* Goal of the exercise: Below are some entries. Output each one exactly as it appears.

--- START OF Materials provided ---

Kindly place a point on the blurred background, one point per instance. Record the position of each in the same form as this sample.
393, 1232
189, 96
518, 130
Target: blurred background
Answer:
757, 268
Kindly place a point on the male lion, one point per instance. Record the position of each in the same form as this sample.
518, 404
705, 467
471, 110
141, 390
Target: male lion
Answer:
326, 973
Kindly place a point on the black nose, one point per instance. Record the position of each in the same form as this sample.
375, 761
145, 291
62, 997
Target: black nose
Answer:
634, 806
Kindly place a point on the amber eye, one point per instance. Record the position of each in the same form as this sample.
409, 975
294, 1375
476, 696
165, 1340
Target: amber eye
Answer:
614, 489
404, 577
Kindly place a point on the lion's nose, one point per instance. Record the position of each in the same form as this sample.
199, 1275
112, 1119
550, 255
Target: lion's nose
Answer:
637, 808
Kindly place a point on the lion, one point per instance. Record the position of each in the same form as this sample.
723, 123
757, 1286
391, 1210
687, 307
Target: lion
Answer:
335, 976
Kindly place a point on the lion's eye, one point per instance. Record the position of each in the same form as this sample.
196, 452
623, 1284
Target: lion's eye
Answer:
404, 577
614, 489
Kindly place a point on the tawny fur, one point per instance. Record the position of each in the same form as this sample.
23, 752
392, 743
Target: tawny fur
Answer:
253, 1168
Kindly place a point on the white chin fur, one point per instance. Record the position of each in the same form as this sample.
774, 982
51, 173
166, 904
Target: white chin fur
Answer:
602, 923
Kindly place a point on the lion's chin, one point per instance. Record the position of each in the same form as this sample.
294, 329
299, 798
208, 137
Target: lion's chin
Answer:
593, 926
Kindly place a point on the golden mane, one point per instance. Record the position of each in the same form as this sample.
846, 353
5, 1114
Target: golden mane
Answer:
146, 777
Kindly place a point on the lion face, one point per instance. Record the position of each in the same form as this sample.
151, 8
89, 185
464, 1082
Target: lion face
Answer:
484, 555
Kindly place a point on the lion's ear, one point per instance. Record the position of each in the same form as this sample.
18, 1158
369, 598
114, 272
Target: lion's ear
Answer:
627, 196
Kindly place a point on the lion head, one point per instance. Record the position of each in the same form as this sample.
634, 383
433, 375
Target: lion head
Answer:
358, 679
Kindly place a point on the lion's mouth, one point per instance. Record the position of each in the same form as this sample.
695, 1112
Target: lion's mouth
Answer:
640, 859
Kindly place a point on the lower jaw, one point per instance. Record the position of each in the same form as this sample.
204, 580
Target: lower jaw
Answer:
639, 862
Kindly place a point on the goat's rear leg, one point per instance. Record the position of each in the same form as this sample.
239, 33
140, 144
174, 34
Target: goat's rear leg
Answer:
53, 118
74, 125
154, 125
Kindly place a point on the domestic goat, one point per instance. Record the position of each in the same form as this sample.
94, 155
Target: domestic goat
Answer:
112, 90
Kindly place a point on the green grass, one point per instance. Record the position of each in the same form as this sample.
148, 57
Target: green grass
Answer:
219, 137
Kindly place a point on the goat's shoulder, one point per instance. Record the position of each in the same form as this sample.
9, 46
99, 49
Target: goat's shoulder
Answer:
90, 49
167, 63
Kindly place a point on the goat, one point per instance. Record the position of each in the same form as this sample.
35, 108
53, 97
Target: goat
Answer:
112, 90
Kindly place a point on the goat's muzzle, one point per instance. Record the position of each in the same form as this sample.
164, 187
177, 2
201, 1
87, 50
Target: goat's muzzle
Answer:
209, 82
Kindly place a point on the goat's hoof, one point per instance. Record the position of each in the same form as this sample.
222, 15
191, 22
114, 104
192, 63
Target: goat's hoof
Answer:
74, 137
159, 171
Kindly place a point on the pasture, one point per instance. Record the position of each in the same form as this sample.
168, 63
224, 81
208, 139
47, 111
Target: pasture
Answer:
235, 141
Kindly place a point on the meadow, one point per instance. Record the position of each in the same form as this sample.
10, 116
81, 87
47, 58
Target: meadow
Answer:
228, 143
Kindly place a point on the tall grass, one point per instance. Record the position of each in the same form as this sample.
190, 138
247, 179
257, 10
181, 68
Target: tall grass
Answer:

--- END OF Materials provided ---

* The solution:
Kindly place a point on the blurred background, one point per instance. Record the position of each in the same form as this sample.
393, 1232
189, 96
518, 130
Target: blurred background
Answer:
757, 268
Kindly place a point on the male lion, one point per instance. Record the position of each in the same form as this sample.
518, 404
705, 467
471, 110
141, 390
Target: male lion
Answer:
326, 973
Kindly place a point on the black nose, one point per instance. Record the position of each in the same form as this sample.
375, 761
145, 291
62, 997
Target: black nose
Answer:
634, 806
Kindly place a point on the amber eye, one point per instance. Record the position of each in the same form as this sample.
409, 975
294, 1375
476, 696
165, 1340
Target: amber eye
Answer:
614, 489
404, 577
Kindly place a point on the lion's nose, one point per instance. Record the position of each in the same form as this sample.
199, 1275
112, 1119
550, 255
Target: lion's nose
Answer:
637, 808
Kindly place a point on the lion, one point per instance. Record the position of each in the same form as this sample.
723, 123
757, 1286
391, 1210
687, 307
Target: lion
Answer:
335, 976
Kindly place a point on the lion's eye, one point per instance. Record the position of each in the same form as this sample.
196, 452
623, 1284
Target: lion's eye
Answer:
404, 577
614, 489
Kindly place a point on the tawny fur, one point per instance. Record the position of each in the same form as this sample.
23, 752
392, 743
Target: tawny fur
Answer:
253, 1168
Kindly place a point on the white chin fur, one point per instance. Record the position of each in the same form as this sample.
774, 982
51, 173
166, 904
Target: white chin fur
Answer:
602, 923
Kindly place a point on the lion's chin, one point per instance. Record the position of each in the same form as this sample.
294, 329
299, 798
208, 137
Target: lion's chin
Answer:
593, 926
Kindly place a point on the golden mane, one point per instance. Record the position of each in the same form as this sample.
846, 353
5, 1114
Target: golden mane
Answer:
146, 777
Kindly place a point on the lion face, one point per instance. Record the position of each in the same form as this sample.
151, 8
89, 185
464, 1082
Target: lion face
Answer:
484, 555
Kindly place a point on the lion's ear, one point per instance. Record the position of each in the same form as this sample.
18, 1158
369, 598
114, 272
Target: lion's ear
Answer:
627, 196
Kindly place a point on the lion head, one point per instance. Record the position of each in the same form as this sample.
634, 383
433, 375
Target: lion head
Answer:
358, 679
Kindly place a point on the lion's mouth, one point per instance. Record the position of each in the same form as this sample.
695, 1112
Target: lion's mouth
Answer:
640, 859
Kindly place a point on the lower jaw, one point per instance. Record the position of each in the same form as this sample.
204, 580
Target: lower jaw
Answer:
639, 862
Kindly place a point on the goat's rear leg, one point per instance. Record the position of each in the same form as this sample.
239, 33
140, 144
174, 34
Target: goat's rear leg
Answer:
53, 118
74, 125
154, 125
Kindly place a point on the domestic goat, one point per instance. Record the position of each in the same form as this sample.
94, 155
Target: domestic goat
Answer:
112, 90
Kindly place a point on the green grass, one point per instance. Record the position of each in the same form as this sample.
148, 57
Target: green grass
Answer:
219, 137
Kindly place a point on the goat's shoulder, one point per instance. Record the position of each in the same form as this sample.
9, 46
99, 49
Target: goat's shoulder
Answer:
90, 49
167, 63
Kindly place a point on the goat, one point per instance. Record the position of each in the same form as this sample.
35, 108
53, 97
Target: goat
Answer:
112, 90
Kindly place a point on the goat's muzzle, one point per instance. Record the position of each in the same form as this sample.
164, 187
177, 2
201, 1
87, 50
Target: goat's muzzle
Answer:
209, 82
Kindly place a point on the goat's hoof, one point per instance. Record the position of each in the same form as this sample.
222, 15
191, 22
114, 104
192, 63
Target: goat's hoof
Answer:
74, 137
159, 171
Kindly place a point on the pasture, one point per instance. Record the position of each in the same form as this sample.
168, 63
224, 81
208, 139
47, 111
Target: pasture
Answer:
235, 141
Kindly place a point on the meadow, one point per instance. Record the position of each in the same form as this sample.
10, 116
81, 87
47, 58
Target: meadow
Answer:
228, 143
Kindly place a point on the tall grass, one point per instance. Record the position of each in the same form as this sample.
190, 138
247, 179
257, 10
181, 68
Target: tall grass
Answer:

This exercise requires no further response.